== Instruction ==
Could you copy, word for word, only the lines from the one containing "of the microphone" through the last line of the records below, both included?

== Record list ==
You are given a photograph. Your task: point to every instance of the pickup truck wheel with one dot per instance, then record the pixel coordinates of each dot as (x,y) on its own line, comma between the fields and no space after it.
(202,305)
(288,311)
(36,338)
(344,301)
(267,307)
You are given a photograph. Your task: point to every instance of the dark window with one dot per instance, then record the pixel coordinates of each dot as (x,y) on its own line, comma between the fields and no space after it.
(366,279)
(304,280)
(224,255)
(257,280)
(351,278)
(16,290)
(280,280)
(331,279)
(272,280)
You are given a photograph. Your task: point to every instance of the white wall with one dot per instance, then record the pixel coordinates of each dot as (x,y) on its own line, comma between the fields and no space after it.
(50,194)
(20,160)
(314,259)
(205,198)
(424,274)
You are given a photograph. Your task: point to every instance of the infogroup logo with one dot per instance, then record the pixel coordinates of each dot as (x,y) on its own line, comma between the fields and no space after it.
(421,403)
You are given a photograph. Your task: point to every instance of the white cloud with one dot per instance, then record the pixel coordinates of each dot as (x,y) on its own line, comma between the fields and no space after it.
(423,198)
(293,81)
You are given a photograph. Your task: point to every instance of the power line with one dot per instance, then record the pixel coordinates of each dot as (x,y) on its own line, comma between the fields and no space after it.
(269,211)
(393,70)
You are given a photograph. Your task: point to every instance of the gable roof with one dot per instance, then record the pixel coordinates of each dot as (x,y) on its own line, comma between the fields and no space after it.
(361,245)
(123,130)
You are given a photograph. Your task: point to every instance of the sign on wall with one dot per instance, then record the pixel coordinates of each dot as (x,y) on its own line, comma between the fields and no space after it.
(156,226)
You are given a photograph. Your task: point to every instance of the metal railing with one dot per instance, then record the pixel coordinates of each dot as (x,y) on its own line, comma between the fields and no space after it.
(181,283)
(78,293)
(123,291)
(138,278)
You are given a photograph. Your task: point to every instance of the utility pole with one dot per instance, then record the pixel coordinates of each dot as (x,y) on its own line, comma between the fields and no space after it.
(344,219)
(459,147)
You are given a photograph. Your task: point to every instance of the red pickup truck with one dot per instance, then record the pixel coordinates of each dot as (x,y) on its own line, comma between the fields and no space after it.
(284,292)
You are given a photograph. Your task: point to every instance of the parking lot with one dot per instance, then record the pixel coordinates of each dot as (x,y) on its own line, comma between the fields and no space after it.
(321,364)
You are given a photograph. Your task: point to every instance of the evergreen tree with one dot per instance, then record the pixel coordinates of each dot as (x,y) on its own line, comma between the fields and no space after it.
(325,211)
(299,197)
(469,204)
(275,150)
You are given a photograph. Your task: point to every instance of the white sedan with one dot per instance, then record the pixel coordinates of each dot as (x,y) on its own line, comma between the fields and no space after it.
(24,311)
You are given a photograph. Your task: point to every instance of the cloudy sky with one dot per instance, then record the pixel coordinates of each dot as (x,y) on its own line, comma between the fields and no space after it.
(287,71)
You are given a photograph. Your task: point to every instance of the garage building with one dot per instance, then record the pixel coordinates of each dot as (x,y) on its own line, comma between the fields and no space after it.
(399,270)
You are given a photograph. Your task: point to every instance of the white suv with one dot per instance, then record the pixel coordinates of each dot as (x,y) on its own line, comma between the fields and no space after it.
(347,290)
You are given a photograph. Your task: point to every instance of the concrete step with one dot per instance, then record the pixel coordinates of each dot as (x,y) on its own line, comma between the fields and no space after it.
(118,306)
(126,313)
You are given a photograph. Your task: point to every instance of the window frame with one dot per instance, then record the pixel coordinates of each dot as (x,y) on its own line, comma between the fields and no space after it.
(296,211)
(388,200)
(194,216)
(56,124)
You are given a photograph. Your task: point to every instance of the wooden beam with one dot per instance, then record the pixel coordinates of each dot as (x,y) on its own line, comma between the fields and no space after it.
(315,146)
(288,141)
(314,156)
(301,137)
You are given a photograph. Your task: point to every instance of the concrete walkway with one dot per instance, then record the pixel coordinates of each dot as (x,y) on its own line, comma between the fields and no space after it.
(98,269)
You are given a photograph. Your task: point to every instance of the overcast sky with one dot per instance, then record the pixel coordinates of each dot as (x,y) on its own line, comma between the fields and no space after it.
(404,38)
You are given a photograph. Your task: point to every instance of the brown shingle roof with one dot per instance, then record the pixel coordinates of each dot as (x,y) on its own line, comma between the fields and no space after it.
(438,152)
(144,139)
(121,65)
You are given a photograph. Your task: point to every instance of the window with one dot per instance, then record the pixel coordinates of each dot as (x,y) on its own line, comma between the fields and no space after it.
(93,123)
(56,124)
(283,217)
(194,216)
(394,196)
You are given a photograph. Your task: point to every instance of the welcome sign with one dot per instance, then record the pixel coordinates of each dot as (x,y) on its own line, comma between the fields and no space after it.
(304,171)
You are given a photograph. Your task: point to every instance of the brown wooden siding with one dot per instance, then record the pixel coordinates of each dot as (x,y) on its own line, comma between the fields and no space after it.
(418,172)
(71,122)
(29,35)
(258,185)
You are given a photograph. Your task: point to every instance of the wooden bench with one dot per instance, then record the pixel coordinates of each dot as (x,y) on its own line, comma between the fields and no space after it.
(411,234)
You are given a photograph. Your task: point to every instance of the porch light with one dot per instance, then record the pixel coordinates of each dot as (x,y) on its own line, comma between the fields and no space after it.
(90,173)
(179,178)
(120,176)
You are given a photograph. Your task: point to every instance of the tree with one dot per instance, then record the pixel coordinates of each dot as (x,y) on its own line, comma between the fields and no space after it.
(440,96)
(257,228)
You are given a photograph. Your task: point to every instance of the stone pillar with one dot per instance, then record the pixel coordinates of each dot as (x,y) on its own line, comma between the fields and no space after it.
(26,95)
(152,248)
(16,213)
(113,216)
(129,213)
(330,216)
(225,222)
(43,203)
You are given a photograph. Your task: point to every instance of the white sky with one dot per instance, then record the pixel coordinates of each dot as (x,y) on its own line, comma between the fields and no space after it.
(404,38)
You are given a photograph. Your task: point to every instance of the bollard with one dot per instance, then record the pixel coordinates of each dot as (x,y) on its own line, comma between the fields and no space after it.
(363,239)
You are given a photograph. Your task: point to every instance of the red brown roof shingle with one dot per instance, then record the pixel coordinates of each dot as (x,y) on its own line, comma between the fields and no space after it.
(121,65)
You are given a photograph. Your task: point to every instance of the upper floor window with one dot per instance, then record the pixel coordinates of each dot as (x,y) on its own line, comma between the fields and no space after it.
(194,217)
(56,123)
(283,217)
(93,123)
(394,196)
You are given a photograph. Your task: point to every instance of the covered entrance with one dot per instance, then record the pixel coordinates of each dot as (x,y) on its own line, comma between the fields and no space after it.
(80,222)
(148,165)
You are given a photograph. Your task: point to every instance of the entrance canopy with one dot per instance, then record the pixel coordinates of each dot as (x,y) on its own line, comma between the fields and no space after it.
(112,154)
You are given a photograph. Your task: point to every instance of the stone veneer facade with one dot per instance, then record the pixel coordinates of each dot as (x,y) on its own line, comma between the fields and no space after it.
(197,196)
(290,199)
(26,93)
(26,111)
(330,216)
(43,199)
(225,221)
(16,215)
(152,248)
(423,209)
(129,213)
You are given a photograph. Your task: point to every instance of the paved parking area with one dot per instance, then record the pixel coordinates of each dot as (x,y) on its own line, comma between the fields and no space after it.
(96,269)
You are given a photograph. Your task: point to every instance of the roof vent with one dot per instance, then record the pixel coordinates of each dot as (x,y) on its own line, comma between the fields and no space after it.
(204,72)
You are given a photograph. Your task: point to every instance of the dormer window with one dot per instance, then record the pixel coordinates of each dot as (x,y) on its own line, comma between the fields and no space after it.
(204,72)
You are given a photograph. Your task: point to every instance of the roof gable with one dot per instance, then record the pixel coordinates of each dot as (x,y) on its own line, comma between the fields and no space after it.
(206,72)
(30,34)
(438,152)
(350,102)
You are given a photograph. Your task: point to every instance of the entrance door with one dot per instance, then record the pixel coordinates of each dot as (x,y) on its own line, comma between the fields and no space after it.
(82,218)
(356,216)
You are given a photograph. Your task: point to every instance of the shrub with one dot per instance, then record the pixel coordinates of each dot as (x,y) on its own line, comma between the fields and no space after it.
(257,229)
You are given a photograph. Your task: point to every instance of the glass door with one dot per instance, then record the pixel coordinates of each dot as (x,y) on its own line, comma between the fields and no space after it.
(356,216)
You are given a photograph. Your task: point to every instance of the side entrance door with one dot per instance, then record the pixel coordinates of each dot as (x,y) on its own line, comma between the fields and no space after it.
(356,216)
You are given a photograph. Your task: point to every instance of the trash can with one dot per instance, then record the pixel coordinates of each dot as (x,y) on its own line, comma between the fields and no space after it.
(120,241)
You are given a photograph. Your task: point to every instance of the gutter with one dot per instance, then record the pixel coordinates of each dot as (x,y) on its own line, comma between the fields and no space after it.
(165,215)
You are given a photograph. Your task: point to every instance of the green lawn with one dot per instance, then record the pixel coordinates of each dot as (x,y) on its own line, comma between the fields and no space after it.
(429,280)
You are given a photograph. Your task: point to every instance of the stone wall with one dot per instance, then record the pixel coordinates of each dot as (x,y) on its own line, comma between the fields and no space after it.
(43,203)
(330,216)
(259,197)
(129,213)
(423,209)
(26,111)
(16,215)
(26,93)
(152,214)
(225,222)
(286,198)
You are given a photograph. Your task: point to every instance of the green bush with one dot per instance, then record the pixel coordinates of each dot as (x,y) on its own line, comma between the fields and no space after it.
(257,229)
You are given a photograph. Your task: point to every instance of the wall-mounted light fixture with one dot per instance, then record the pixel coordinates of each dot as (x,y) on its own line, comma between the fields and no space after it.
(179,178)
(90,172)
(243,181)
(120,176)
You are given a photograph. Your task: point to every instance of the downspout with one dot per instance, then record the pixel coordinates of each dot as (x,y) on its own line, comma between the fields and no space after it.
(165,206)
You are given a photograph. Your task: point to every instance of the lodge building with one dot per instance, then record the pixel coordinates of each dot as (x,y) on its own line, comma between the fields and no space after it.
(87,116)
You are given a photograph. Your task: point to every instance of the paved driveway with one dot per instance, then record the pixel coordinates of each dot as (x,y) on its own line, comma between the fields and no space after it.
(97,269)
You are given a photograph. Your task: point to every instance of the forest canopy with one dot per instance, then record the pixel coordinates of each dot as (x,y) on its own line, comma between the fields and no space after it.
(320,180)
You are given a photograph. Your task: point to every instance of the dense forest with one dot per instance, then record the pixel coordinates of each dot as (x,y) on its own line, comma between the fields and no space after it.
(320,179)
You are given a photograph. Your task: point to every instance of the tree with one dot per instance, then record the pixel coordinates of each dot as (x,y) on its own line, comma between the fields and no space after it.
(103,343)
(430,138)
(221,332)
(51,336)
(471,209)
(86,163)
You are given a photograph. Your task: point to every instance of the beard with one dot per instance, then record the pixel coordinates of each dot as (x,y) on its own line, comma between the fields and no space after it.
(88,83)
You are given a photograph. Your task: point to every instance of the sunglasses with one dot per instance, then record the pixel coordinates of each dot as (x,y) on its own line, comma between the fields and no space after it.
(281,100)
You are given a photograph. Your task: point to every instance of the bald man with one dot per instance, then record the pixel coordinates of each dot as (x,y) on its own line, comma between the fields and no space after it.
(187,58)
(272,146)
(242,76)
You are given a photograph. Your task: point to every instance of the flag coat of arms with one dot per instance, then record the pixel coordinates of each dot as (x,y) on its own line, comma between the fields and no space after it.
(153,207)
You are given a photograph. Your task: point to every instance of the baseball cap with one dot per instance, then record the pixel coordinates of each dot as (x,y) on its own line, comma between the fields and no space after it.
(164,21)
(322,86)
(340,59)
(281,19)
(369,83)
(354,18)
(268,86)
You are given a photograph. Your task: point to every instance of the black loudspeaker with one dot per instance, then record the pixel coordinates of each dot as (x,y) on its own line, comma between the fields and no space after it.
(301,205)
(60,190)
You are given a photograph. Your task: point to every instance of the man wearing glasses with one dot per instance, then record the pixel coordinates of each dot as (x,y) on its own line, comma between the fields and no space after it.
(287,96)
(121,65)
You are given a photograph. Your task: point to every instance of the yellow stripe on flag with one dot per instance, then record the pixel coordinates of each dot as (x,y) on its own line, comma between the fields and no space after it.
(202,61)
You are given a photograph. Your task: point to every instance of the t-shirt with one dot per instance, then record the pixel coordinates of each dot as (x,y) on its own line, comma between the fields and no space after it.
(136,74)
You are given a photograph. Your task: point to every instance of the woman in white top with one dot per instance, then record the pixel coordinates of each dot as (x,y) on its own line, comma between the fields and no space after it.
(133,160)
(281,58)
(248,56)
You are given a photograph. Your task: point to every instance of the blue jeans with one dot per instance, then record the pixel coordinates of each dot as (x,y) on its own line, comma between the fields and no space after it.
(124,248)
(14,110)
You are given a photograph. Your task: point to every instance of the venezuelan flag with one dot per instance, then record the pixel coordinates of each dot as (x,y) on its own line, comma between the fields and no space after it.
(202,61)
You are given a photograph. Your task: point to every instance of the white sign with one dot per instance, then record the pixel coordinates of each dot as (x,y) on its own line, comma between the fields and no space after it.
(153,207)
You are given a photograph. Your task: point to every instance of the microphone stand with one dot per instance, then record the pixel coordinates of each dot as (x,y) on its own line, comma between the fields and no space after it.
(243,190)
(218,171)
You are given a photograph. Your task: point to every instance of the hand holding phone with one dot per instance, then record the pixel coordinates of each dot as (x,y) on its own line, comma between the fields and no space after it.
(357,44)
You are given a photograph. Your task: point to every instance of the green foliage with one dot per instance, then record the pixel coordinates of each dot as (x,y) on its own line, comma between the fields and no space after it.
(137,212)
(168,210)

== Reply to the exercise ==
You are given a photograph. Your task: point to every instance of the microphone stand with one dot per instance, then record the pixel coordinates of each dot as (x,y) on its own line, comma between the fields and no space after it.
(243,190)
(218,171)
You are given a photograph. Your task: point to every instance of the hand holding phone with one dot per instance, then record the pixel coordinates of each dot as (x,y) on its own line, comma between the fields and no space after it.
(357,44)
You are given a photograph. Your task: point to every instance of the green foliage with one dot per instance, then record the pixel coordinates of each dot as (x,y) on its own line, comma between the fields and no space after it.
(137,212)
(168,210)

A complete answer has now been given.